(Excerpts from a detection dataset)
START

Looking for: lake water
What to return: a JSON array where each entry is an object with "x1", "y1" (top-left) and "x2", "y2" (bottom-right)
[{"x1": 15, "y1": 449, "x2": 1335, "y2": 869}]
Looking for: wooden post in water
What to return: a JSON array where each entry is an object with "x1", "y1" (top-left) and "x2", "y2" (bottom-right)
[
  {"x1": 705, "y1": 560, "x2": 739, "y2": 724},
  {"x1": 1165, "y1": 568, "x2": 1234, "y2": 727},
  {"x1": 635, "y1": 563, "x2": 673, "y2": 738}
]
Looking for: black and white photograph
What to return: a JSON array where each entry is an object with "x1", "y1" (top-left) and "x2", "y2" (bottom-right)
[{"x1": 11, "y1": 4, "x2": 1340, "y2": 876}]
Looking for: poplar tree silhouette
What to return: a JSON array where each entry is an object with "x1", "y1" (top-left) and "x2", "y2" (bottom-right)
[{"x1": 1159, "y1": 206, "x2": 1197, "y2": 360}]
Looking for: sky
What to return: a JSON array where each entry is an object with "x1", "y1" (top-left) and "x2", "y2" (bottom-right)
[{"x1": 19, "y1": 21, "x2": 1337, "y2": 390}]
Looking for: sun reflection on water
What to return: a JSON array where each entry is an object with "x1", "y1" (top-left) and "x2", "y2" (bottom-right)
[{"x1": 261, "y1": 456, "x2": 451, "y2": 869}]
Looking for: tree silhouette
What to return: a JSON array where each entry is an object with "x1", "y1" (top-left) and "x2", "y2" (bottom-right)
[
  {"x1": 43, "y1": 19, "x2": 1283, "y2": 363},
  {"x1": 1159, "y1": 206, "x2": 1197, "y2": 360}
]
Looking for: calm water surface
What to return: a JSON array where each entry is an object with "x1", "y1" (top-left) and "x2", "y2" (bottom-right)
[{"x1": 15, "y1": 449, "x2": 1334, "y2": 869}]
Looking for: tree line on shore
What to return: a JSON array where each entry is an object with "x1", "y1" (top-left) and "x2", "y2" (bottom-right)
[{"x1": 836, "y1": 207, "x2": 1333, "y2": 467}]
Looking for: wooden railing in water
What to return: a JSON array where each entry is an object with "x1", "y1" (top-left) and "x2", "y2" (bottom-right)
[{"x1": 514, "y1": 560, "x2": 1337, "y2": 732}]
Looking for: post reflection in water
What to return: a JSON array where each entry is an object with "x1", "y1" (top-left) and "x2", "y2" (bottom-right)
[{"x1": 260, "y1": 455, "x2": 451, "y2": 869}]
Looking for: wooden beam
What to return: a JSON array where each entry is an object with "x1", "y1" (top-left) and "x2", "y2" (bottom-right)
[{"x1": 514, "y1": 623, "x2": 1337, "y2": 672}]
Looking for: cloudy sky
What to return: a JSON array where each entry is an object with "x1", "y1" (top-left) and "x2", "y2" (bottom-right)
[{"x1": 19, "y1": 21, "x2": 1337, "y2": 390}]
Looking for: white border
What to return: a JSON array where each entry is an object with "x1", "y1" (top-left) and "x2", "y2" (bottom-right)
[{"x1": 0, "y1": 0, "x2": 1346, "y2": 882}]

END

● What to work on
Please output the complete data exactly.

● Response for this exercise
Looking for: lake water
What to return: a JSON array where each entry is an object with "x1", "y1" (top-left) and "x2", "y2" (bottom-right)
[{"x1": 15, "y1": 449, "x2": 1335, "y2": 869}]
Looking for: wooden post in water
What to return: a JSON array where each entry is an object with "x1", "y1" (top-left) and "x2", "y2" (bottom-right)
[
  {"x1": 705, "y1": 560, "x2": 739, "y2": 724},
  {"x1": 1165, "y1": 568, "x2": 1234, "y2": 727},
  {"x1": 635, "y1": 563, "x2": 673, "y2": 738}
]
Looking for: black and white photograph
What to return: a JSON array where each entry is an object with "x1", "y1" (top-left) and "x2", "y2" (bottom-right)
[{"x1": 11, "y1": 4, "x2": 1340, "y2": 876}]
Looking for: poplar tree silhouette
What to return: a JSON array where each entry is an object with "x1", "y1" (top-left) and "x2", "y2" (bottom-right)
[{"x1": 1159, "y1": 206, "x2": 1197, "y2": 360}]
Looking for: sky
What to return: a JSON array where each entry is an object with "x1", "y1" (top-left) and "x2", "y2" (bottom-right)
[{"x1": 19, "y1": 21, "x2": 1337, "y2": 390}]
Looking for: sun reflection on water
What to return: a JSON array where each entry is an object with "x1", "y1" (top-left) and "x2", "y2" (bottom-right)
[{"x1": 261, "y1": 456, "x2": 451, "y2": 869}]
Looking for: tree silhouette
What to return: a JSON array where each entry is an object with "x1", "y1" (top-left) and "x2", "y2" (bottom-right)
[
  {"x1": 43, "y1": 19, "x2": 1283, "y2": 363},
  {"x1": 1159, "y1": 206, "x2": 1197, "y2": 360}
]
Looking for: calm water surface
What to return: a JSON array where each entry is an object with "x1", "y1" (top-left) and "x2", "y2" (bottom-right)
[{"x1": 15, "y1": 449, "x2": 1334, "y2": 869}]
Looking for: tree line on shore
What to return: a JSON array where each entry is an object with "x1", "y1" (top-left) and "x2", "y2" (bottom-right)
[{"x1": 836, "y1": 207, "x2": 1333, "y2": 467}]
Looking for: wooden railing in water
What to return: a JSON array where each entry is an object with "x1", "y1" (top-left) and "x2", "y2" (bottom-right)
[{"x1": 514, "y1": 560, "x2": 1337, "y2": 732}]
Looking for: post reflection in water
What to return: a JSON array where each entry is an object with "x1", "y1" (top-left) and "x2", "y2" (bottom-right)
[{"x1": 260, "y1": 455, "x2": 451, "y2": 869}]
Looking for: wooden beam
What to return: a JSON array where each entry is an object with "x1", "y1" (top-left) and "x2", "y2" (bottom-right)
[{"x1": 514, "y1": 623, "x2": 1337, "y2": 672}]
Looking for: cloudy sky
What to return: a JSON array where each entry is an object with "x1", "y1" (top-left) and "x2", "y2" (bottom-right)
[{"x1": 19, "y1": 21, "x2": 1337, "y2": 390}]
Looking for: white border
What to return: a JSON array where each entry is an object with "x1", "y1" (top-left) and "x2", "y2" (bottom-right)
[{"x1": 0, "y1": 0, "x2": 1346, "y2": 882}]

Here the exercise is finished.